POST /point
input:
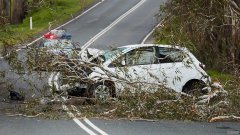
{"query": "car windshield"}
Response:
(58, 44)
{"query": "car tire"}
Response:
(102, 91)
(194, 88)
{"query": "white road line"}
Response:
(83, 127)
(60, 26)
(94, 127)
(112, 25)
(78, 122)
(150, 33)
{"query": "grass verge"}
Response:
(55, 13)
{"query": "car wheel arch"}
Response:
(190, 82)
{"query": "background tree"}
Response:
(13, 11)
(210, 27)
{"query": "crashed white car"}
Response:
(147, 65)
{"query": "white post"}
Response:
(30, 23)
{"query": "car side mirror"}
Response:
(123, 63)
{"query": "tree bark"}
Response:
(18, 11)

**********

Problem requirements
Copy all of the material above line for line, without any changes, and leave the pictures out.

Complete answer
POST /point
input:
{"query": "car windshield"}
Response:
(58, 44)
{"query": "car tire"}
Response:
(102, 91)
(194, 88)
{"query": "white road line"}
Response:
(83, 127)
(60, 26)
(94, 127)
(112, 25)
(78, 122)
(150, 33)
{"query": "grass verge"}
Response:
(55, 13)
{"query": "car wheel arch"}
Response:
(190, 82)
{"query": "background tree"}
Response:
(13, 11)
(210, 27)
{"query": "crashed white car"}
Response:
(147, 65)
{"query": "white post"}
Response:
(30, 23)
{"query": "car side mirror"}
Response:
(123, 63)
{"query": "tree bark"}
Response:
(18, 11)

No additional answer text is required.